**Exercise details:** Everything from the line containing "Can you see the stone archway?" down to the last line of the entries below must be transcribed exactly, and nothing else.

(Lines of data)
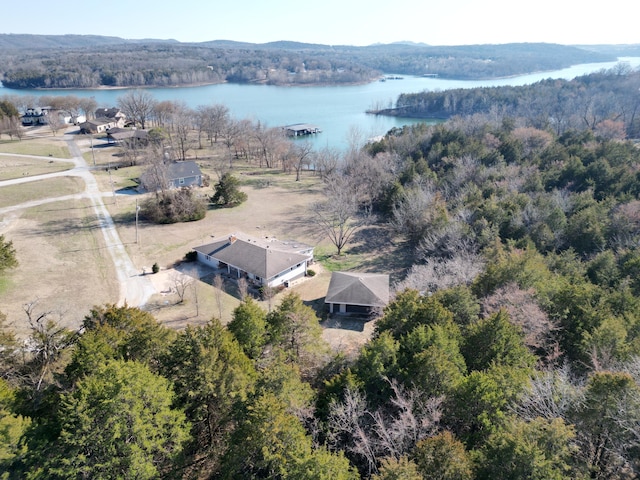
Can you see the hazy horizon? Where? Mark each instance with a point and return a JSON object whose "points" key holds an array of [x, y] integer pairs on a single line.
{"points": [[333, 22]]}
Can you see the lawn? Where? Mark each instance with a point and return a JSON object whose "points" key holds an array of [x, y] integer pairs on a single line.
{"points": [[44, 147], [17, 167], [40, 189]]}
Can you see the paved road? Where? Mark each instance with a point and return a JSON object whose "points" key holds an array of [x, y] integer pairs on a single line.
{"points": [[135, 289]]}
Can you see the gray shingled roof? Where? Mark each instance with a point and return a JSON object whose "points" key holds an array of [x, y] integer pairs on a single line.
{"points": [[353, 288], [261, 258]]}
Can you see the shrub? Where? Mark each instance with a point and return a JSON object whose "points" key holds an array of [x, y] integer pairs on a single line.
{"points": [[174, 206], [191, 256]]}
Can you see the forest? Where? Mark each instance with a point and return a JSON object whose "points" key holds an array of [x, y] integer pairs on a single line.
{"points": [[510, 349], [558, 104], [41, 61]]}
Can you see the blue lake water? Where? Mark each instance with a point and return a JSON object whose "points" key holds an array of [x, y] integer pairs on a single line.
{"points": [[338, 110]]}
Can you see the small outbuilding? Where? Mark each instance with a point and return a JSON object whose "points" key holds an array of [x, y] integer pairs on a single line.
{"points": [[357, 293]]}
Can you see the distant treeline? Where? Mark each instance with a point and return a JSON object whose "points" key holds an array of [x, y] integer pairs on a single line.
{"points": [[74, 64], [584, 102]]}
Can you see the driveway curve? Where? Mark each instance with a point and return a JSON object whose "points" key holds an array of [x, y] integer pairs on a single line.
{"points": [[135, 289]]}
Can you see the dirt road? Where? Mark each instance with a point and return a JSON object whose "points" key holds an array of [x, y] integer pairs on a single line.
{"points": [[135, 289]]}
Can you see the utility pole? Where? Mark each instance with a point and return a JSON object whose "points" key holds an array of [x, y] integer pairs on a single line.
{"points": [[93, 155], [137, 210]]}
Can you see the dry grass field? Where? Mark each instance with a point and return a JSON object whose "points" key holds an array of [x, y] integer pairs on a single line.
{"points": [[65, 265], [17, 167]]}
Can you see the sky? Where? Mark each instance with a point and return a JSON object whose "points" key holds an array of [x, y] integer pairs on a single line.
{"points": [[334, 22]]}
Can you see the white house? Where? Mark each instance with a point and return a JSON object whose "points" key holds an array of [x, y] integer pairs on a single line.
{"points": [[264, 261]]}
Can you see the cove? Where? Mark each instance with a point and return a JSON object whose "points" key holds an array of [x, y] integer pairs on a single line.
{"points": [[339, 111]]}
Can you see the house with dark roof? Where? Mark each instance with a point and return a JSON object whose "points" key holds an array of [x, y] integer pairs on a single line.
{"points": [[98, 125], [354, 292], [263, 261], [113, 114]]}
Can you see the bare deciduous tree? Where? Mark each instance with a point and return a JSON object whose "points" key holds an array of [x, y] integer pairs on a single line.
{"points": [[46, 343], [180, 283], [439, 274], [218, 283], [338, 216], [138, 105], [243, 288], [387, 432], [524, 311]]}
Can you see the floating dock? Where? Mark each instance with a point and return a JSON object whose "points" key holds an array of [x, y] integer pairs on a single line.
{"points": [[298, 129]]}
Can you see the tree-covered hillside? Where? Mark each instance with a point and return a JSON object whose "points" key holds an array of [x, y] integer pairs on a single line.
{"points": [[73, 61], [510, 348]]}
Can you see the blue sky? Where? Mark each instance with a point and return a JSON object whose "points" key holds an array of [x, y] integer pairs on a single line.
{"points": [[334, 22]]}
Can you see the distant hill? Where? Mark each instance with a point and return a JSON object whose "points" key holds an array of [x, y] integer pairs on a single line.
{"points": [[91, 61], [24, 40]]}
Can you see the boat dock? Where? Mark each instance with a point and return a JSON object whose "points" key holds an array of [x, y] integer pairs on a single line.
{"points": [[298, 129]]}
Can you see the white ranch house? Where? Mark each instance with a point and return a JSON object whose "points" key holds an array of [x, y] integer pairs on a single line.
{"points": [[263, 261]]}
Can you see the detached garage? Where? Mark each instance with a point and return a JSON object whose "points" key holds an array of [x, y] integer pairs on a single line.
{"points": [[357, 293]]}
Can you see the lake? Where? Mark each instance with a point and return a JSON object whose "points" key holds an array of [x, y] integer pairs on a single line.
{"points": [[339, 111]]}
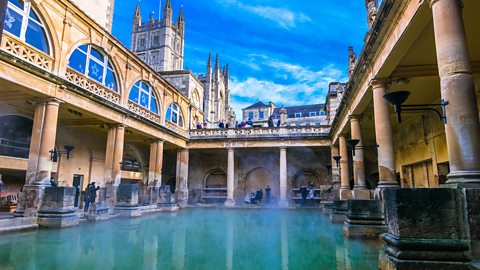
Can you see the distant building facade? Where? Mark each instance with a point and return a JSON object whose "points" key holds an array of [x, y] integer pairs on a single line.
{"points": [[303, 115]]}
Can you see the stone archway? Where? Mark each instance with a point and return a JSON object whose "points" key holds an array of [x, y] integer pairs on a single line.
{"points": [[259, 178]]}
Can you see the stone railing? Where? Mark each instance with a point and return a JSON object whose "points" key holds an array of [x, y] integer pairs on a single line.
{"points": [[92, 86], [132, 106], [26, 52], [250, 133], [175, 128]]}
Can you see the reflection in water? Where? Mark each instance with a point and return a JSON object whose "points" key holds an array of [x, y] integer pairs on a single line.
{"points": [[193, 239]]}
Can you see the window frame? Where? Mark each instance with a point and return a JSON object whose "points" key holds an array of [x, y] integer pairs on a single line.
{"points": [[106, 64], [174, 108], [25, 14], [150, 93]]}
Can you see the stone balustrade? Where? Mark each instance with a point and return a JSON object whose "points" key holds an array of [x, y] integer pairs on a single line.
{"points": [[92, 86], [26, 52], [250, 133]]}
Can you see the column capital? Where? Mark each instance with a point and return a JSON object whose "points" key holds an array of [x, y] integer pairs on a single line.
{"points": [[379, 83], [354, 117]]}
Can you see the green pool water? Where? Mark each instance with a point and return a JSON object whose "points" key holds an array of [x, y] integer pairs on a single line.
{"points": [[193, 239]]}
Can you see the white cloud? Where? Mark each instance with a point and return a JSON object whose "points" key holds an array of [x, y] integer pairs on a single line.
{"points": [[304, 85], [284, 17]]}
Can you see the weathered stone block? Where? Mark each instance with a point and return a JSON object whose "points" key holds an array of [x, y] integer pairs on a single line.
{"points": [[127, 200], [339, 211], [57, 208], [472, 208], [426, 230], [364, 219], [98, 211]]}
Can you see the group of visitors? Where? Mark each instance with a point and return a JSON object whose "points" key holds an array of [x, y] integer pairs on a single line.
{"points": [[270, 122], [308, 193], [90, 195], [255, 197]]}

**Answer to the problem:**
Can you see the stone archway? Where? Mark each instance with a point and return a JSON object whose "points" key holds an array of [x, y] integer pairs on a single line.
{"points": [[259, 178]]}
Can you see the stone railing? Where? Mark each instance with a point and return a JSON object whose "points" key holds an array of [x, y] integer pairs on a single line.
{"points": [[92, 86], [132, 106], [26, 52], [250, 133], [175, 128]]}
Can you see the reflection in water? Where? Mark each instance with a point and return a JSON object whose "points" key holds an array of [x, y] integer pairs on a single line.
{"points": [[193, 239]]}
Can you see the window frame? Where? Mark each instance with a point and return a JSON object whose "points" key holds an array of [x, y] integer pairs on a single line.
{"points": [[106, 64], [174, 108], [25, 14], [150, 93]]}
Can you see the stone balustrade? Where? Mark each instance with a point and return a JSON object whose "points" key holds an array of [x, y] integer pairs on a single line.
{"points": [[92, 86], [26, 52], [250, 133]]}
Can you see the column capital? Where? Mark each instance with a point and return a JSON object whose "points" key holds an array of [x, y] integer pairs on a single line.
{"points": [[379, 83], [354, 117]]}
Can you see the green pool water? Where? Mark each instance with a point and return a JSON object whose "points" key holds an array of [x, y] integer pairs on a single line.
{"points": [[193, 239]]}
Can you see the white cloud? Where? Mark each instance with a point and return a JSON object whose "points" key holds an array of [x, y] integer pairs on a single line.
{"points": [[304, 85], [284, 17]]}
Can you see the weathered stone block? Where? Mark each instance with a point and return a JSON object whose "points" key holds an array of [x, y] integer pairs on a single line.
{"points": [[127, 200], [339, 211], [57, 208], [472, 208], [426, 230], [364, 219], [98, 211]]}
Can you see the group of visitors? Where? Mark each instance with a point and return a JSON object whose "points" key holds an array of [x, y] integer pairs on a single line.
{"points": [[270, 122], [308, 193], [90, 195], [255, 197]]}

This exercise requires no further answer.